● **Problems**:
- a) In the article about cat GPS trackers, which company was Lilcat spun out of?
- b) Return each line of the entries that contains the string "prompt".

● **Text shown**:

* * * * *

The story begins, as many modern technology stories do, with a map. Not a political map, or a weather map, but a quiet, personal one: a cluster of lines and dots showing where a single cat has gone in the last 24 hours. A decade ago, that kind of map barely existed outside of research projects. In 2026, it is becoming common enough that cat owners across Europe can open an app and trace, step by step, the route their animals take through stairwells, gardens, sheds, and alleys.
Those private maps sit atop a rapidly growing public trend. The pet GPS trackers market is projected to more than double by 2031 as owners demand real‑time location and health data for their animals. Cellular‑enabled GPS devices now account for nearly half of that revenue, driven by their ability to deliver continuous tracking and instant alerts to smartphones. At the same time, the broader pet wearable market, which includes collars, harnesses, and health monitors, is expected to reach several billion dollars by the early 2030s.
In that broader surge, cats occupy an awkward middle ground. They are deeply woven into households but famously resistant to control, slipping through physical and social boundaries in ways that make them both beloved and hard to monitor. For engineers, they represent a frontier: small, agile, and in constant contact with architecture that disrupts signals. For owners, the familiar worry is: what happens when the animal that always comes back does not?
Lilcat, a Norwegian brand that describes its device as “Norway’s best GPS tracker and activity monitor for cats,” is trying to answer that question on both technical and emotional levels. Spun out of Lildog, a GPS tracker and activity‑tracking company for dogs, Lilcat takes a hardware platform proven in Norway’s high mountains and deep valleys and shrinks it into a small device designed for a cat‑safe collar. In doing so, it has become a test case for what “leadership” in pet tech looks like when the animals in question ignore property lines and the technology has to keep up.
A Market Inflection Point And A Norwegian Answer
The significant current event shaping Lilcat’s context is not a single product launch, but an inflection point in the GPS tracking sector itself. By 2026, analysts estimate the pet GPS tracker market will exceed $430 million in annual revenue and continue growing at more than 13% per year through 2031. The drivers are familiar: rising pet ownership, the “humanization” of animals, increasing concern about theft and accidents, and rapid improvements in GPS, LTE‑M, and NB‑IoT connectivity.
Within that landscape, devices that combine location tracking with health and activity monitoring are the fastest‑growing segment. These tools do more than display a dot on a map; they record steps, sleep patterns, temperature, and other behavioral metrics, positioning themselves as preventive health devices as much as safety nets. The competition is fierce. Independent tests and rankings routinely highlight brands for overall performance, while noting that the “best” tracker varies by geography, coverage, and the owner’s tolerance for subscription fees and charging routines.

* * * * *

● **Excerpted data**:
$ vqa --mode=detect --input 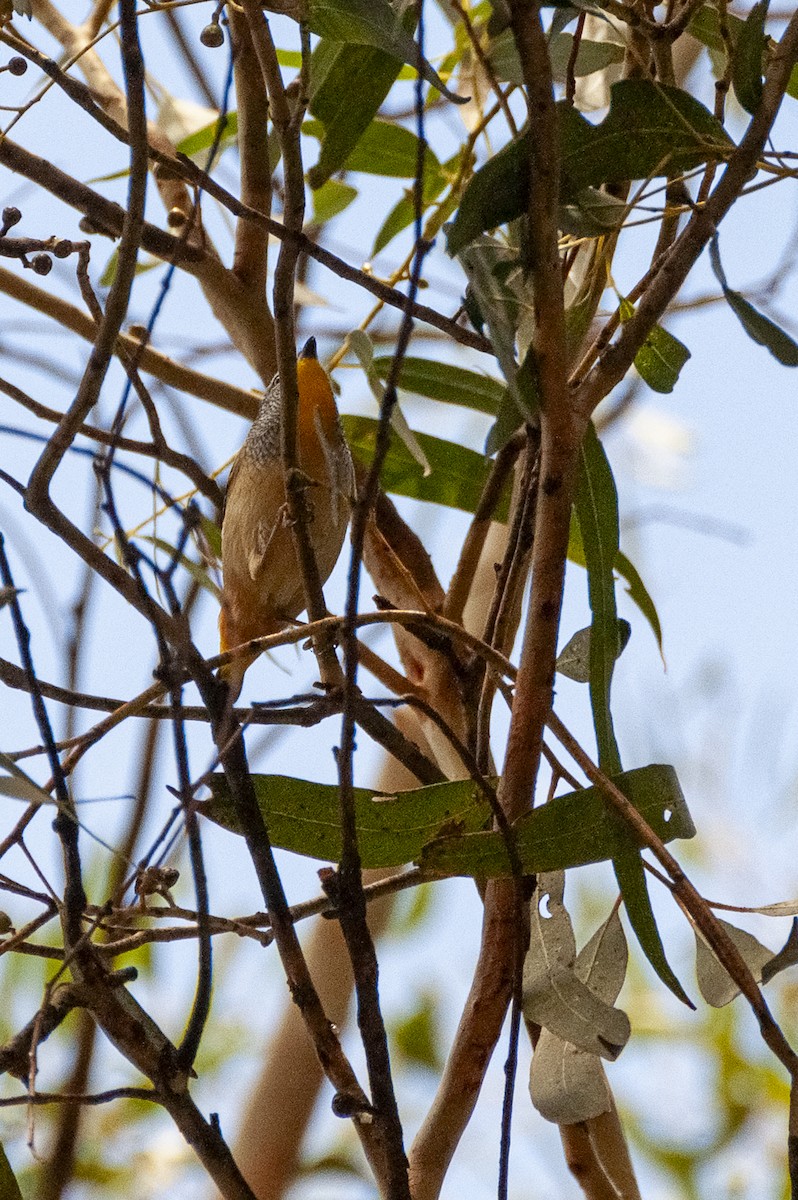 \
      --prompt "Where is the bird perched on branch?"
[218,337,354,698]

* * * * *

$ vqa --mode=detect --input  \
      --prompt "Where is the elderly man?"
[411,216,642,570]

* * * * *

● **Full solutions**:
- a) Lildog, a GPS tracker and activity-tracking company for dogs.

- b)
      --prompt "Where is the bird perched on branch?"
      --prompt "Where is the elderly man?"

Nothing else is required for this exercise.